--- START Records supplied ---

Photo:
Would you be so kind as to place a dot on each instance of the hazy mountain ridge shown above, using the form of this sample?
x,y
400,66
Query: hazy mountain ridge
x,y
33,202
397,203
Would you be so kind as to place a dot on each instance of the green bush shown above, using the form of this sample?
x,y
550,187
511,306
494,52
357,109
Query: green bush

--- END Records supplied ---
--- START Records supplied ---

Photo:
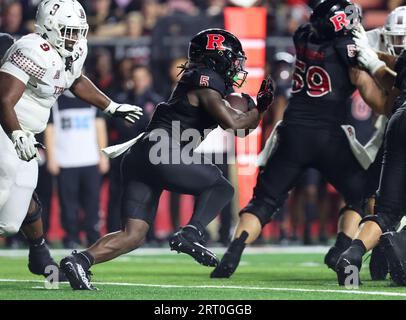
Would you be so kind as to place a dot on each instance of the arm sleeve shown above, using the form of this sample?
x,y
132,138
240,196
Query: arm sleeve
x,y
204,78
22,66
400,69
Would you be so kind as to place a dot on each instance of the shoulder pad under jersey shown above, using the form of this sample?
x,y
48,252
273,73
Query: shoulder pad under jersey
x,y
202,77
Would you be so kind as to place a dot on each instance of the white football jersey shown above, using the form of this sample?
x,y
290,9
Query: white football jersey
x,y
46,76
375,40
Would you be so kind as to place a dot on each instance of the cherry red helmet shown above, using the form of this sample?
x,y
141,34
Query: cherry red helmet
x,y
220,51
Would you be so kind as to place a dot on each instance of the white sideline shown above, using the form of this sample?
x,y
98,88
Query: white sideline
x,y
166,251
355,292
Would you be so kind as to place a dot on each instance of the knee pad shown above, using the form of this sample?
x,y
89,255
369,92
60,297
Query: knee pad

--- END Records supplied ---

Recast the entries from the line with "of the green" up to and including the line with "Query: green bush" as a Markdown table with the columns Row and Text, one row per line, and leave out any blank lines.

## Problem solution
| Row | Text |
|---|---|
| 1 | Would you be so kind as to place a dot on each instance of the green bush shown above, using the form of this sample? |
| 2 | x,y |
| 3 | 550,187 |
| 4 | 511,306 |
| 5 | 494,52 |
| 6 | 357,109 |
| 7 | Query: green bush |